* _PROBLEM STATEMENT_
Output the stored items below, keeping every line the same as it appears.

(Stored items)
* * *

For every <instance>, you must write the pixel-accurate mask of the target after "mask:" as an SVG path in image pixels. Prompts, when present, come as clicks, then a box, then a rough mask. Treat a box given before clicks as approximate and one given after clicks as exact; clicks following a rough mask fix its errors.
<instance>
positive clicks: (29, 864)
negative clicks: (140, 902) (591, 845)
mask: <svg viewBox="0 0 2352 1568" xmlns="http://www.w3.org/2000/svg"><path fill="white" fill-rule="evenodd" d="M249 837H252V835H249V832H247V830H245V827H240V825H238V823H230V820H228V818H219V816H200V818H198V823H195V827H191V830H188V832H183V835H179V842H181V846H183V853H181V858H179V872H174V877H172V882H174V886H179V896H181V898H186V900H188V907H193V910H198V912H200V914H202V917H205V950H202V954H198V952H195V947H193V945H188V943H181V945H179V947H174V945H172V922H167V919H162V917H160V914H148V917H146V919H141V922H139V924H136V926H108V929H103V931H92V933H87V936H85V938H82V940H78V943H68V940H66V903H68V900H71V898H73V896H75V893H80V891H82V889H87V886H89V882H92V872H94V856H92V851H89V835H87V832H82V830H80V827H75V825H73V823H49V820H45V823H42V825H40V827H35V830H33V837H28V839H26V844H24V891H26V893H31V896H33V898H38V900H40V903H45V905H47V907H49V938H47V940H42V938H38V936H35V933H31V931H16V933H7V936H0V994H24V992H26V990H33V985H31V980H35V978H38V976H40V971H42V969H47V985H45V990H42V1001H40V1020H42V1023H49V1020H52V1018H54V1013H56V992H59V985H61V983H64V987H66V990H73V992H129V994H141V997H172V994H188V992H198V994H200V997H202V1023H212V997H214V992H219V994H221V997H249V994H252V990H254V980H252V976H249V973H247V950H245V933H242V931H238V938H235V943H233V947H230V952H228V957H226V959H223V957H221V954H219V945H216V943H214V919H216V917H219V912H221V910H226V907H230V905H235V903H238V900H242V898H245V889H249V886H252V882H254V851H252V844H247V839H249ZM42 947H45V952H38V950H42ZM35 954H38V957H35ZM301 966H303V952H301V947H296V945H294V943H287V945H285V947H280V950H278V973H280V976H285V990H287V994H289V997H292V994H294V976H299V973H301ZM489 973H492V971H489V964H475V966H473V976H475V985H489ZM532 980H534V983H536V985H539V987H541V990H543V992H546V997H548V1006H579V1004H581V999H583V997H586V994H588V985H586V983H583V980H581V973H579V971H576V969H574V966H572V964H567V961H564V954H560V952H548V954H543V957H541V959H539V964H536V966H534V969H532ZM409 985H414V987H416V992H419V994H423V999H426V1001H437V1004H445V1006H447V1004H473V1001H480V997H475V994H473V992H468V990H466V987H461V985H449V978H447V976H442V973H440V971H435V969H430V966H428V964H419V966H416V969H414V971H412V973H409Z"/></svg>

* * *

* _OUTPUT BELOW_
For every <instance>, you must write the pixel-accurate mask of the target after "mask:" as an SVG path in image pixels. Prompts, when present, come as clicks, then a box, then a rough mask. Treat a box given before clicks as approximate and one given after clicks as exact; clicks following a rough mask fix its errors.
<instance>
positive clicks: (29, 864)
negative clicks: (140, 902) (591, 845)
mask: <svg viewBox="0 0 2352 1568" xmlns="http://www.w3.org/2000/svg"><path fill="white" fill-rule="evenodd" d="M249 837H252V835H249V832H247V830H245V827H240V825H238V823H230V820H228V818H219V816H200V818H198V823H195V827H191V830H188V832H183V835H179V842H181V846H183V853H181V858H179V872H174V877H172V882H174V886H179V896H181V898H186V900H188V907H193V910H198V912H200V914H202V917H205V950H202V954H198V952H195V947H193V945H188V943H181V945H179V947H174V945H172V922H167V919H162V917H160V914H148V917H146V919H141V922H139V924H136V926H108V929H103V931H92V933H87V936H85V938H82V940H78V943H68V940H66V903H68V900H71V898H73V896H75V893H80V891H82V889H87V886H89V882H92V872H94V856H92V851H89V835H87V832H82V830H80V827H75V825H73V823H49V820H45V823H42V825H40V827H35V830H33V837H28V839H26V844H24V891H26V893H31V896H33V898H38V900H40V903H45V905H47V907H49V938H47V940H42V938H38V936H35V933H31V931H16V933H7V936H0V994H24V992H26V990H33V985H31V980H35V978H38V976H40V971H42V969H47V985H45V990H42V1001H40V1020H42V1023H49V1020H52V1018H54V1013H56V992H59V985H61V983H64V987H66V990H73V992H129V994H141V997H172V994H188V992H198V994H200V997H202V1023H212V997H214V992H219V994H221V997H249V994H252V990H254V980H252V976H249V973H247V950H245V933H242V931H238V938H235V943H233V947H230V952H228V957H226V959H223V957H221V954H219V945H216V943H214V919H216V917H219V912H221V910H226V907H230V905H235V903H238V900H242V898H245V889H249V886H252V882H254V851H252V844H247V839H249ZM42 947H45V952H38V950H42ZM35 954H38V957H35ZM301 966H303V952H301V947H296V945H294V943H287V945H285V947H280V950H278V973H280V976H285V990H287V994H289V997H292V994H294V976H299V973H301ZM489 973H492V971H489V964H475V966H473V976H475V985H489ZM532 980H534V983H536V985H539V987H541V990H543V992H546V997H548V1006H579V1004H581V999H583V997H586V994H588V985H586V983H583V980H581V973H579V971H576V969H574V966H572V964H567V961H564V954H560V952H548V954H543V957H541V959H539V964H536V966H534V969H532ZM409 985H414V987H416V992H419V994H423V999H426V1001H437V1004H445V1006H447V1004H473V1001H480V997H475V994H473V992H468V990H466V987H461V985H449V978H447V976H442V973H440V971H435V969H430V966H428V964H419V966H416V969H414V971H412V973H409Z"/></svg>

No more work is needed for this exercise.